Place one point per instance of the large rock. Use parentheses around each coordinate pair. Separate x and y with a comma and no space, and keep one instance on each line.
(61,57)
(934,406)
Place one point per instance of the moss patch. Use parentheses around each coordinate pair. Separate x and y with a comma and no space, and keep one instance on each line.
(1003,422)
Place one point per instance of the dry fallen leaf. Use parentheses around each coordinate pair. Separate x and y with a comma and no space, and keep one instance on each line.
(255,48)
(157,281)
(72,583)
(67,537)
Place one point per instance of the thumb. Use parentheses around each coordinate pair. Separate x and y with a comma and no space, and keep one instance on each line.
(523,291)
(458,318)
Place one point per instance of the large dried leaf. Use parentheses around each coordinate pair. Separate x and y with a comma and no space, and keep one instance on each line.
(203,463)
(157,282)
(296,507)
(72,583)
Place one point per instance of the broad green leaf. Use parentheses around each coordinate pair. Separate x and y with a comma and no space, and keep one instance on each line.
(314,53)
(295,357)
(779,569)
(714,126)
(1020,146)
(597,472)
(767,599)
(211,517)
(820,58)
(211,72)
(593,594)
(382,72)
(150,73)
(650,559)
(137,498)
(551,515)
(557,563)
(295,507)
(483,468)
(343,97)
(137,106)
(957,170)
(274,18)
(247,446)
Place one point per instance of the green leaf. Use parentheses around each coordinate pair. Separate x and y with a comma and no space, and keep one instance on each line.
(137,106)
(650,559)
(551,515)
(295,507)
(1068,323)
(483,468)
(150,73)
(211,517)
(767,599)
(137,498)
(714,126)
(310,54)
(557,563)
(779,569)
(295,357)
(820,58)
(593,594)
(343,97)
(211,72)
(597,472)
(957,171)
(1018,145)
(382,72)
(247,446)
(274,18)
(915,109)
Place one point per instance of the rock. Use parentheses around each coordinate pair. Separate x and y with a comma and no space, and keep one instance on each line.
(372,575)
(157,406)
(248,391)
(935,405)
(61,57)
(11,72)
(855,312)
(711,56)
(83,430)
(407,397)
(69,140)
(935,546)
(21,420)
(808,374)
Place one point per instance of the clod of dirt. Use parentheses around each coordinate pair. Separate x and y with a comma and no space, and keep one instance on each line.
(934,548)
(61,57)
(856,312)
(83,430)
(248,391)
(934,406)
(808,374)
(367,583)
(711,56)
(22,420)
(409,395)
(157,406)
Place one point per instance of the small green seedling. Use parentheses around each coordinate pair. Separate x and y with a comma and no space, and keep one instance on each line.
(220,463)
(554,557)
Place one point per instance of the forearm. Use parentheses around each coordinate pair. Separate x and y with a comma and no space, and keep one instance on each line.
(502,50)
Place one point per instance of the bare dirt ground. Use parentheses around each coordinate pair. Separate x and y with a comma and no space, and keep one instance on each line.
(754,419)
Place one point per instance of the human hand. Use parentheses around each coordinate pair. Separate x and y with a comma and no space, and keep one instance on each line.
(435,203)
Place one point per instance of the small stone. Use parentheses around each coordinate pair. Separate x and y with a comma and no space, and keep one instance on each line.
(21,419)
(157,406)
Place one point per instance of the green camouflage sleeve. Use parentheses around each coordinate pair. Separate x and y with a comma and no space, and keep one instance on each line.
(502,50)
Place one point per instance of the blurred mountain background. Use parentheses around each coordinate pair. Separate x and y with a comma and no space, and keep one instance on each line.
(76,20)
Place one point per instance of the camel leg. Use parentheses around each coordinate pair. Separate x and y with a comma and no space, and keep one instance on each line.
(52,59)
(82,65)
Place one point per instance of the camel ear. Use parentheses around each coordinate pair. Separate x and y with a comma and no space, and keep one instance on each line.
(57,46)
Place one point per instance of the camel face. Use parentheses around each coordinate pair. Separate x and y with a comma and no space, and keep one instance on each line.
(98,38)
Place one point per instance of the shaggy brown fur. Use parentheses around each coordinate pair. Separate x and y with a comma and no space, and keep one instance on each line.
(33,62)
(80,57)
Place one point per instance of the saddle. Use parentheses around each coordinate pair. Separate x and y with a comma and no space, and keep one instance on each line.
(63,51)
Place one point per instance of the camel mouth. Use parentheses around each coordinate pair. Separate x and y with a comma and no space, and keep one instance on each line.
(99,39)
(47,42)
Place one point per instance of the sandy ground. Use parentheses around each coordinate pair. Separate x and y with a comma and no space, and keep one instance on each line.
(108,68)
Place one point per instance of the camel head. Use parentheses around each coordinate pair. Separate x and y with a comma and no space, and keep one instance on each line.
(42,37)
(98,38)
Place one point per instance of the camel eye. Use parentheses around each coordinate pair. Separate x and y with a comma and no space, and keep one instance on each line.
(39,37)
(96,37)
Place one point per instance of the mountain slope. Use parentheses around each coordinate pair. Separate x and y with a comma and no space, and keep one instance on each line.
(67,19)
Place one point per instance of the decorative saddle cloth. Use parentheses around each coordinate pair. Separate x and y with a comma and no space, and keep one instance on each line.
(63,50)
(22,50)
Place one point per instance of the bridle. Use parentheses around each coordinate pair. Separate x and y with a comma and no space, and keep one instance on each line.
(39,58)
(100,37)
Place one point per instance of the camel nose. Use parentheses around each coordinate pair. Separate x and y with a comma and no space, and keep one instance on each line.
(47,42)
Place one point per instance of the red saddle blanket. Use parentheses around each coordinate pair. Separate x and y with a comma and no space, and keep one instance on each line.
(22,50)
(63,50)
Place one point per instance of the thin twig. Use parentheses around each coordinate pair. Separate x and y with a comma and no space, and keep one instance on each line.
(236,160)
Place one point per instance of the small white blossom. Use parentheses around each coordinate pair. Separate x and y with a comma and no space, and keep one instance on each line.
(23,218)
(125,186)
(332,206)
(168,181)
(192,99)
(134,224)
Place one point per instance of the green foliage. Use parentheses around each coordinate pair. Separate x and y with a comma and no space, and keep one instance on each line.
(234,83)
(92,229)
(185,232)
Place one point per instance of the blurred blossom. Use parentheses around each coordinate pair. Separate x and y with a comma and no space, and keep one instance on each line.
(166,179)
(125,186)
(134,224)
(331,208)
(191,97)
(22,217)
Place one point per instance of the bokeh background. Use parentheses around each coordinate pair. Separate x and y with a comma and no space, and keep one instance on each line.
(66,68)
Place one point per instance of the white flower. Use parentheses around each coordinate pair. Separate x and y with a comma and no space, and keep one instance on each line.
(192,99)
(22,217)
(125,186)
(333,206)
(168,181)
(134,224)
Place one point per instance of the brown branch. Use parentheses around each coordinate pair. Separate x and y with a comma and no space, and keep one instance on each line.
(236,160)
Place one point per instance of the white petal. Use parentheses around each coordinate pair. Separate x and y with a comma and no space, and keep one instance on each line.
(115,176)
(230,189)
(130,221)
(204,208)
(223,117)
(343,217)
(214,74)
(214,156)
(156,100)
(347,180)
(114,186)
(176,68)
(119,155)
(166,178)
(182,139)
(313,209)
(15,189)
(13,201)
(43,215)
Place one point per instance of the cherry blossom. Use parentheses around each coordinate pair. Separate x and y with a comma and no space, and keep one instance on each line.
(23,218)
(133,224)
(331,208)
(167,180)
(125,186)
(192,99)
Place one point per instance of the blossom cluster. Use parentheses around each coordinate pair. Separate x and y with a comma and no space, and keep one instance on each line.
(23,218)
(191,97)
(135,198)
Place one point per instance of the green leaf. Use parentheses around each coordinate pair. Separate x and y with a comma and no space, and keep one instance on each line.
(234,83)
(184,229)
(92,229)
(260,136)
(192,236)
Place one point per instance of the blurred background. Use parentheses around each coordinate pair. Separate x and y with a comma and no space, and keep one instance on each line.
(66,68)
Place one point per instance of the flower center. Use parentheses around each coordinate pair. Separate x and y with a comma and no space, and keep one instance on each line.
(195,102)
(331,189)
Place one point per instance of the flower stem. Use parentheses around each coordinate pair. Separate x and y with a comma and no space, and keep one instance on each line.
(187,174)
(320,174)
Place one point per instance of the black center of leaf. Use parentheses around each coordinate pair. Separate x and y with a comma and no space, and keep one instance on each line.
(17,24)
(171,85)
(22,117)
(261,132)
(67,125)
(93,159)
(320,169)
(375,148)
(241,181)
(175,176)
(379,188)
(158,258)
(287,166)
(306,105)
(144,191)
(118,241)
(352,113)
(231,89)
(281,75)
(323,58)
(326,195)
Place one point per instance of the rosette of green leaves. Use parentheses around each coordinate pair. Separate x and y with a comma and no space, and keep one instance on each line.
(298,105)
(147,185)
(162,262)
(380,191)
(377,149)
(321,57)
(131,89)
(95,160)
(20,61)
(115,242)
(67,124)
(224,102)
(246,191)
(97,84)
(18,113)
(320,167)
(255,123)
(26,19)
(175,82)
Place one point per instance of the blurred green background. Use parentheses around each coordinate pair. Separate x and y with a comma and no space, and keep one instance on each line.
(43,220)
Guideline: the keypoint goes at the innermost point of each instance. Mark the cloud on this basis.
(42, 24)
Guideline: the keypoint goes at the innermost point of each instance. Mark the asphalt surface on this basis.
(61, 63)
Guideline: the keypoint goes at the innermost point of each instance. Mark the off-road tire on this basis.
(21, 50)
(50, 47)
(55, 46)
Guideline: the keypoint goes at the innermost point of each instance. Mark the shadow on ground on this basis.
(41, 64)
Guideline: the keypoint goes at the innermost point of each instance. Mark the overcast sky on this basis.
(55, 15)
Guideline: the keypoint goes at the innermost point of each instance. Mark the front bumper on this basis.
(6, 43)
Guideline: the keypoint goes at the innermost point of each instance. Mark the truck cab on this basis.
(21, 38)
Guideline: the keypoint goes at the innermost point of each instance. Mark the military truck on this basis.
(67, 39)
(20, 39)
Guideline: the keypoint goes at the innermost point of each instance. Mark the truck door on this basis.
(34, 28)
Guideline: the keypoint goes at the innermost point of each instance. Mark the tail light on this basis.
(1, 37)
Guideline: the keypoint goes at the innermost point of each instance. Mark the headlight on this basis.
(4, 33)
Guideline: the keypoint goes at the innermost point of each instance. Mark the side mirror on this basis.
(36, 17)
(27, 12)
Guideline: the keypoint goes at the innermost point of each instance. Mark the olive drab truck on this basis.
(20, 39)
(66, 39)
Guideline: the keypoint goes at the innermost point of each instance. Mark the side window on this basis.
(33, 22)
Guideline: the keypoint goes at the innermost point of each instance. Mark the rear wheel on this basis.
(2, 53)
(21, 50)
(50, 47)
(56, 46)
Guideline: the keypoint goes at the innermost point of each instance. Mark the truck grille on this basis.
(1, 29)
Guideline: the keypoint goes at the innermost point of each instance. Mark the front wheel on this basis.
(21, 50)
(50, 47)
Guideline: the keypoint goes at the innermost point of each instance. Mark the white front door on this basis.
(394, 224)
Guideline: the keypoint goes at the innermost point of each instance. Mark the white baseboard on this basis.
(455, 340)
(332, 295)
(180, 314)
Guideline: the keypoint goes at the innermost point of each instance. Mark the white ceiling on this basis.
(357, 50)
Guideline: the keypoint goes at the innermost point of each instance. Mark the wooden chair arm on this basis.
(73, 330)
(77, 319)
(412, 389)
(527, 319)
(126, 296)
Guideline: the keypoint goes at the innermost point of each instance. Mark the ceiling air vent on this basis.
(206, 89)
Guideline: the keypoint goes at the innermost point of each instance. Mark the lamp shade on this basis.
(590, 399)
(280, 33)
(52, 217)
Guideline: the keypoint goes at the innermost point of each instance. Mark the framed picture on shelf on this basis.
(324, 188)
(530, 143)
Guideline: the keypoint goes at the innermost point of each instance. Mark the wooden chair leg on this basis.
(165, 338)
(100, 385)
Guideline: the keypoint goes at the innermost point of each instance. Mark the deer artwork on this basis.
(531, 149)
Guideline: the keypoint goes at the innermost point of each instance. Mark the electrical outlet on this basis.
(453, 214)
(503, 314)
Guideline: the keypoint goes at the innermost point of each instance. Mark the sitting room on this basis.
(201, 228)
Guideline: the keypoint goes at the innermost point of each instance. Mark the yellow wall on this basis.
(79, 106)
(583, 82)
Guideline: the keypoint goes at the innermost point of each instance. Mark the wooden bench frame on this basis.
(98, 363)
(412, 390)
——
Exercise goal: Quote the items word for word, beginning at the line that contains "artwork on this basis." and ending with the last line of the items.

Answer to the exercise:
Guideline: the keypoint goes at the innermost point of each instance. Mark the deer artwork on this basis.
(531, 149)
Guideline: the keypoint goes at the innermost point of each instance. Mark the electrical outlet on this basis.
(453, 214)
(503, 314)
Guideline: the keypoint goes at the innermost point of each instance. Mark the sitting room on this basis.
(201, 228)
Guideline: the keypoint goes at the innermost point of each instance. Mark the yellow wall on this basis.
(79, 106)
(583, 82)
Guideline: the keypoint goes at the innermost point of each instance. Mark the wooden bench frame on this basis.
(98, 363)
(412, 390)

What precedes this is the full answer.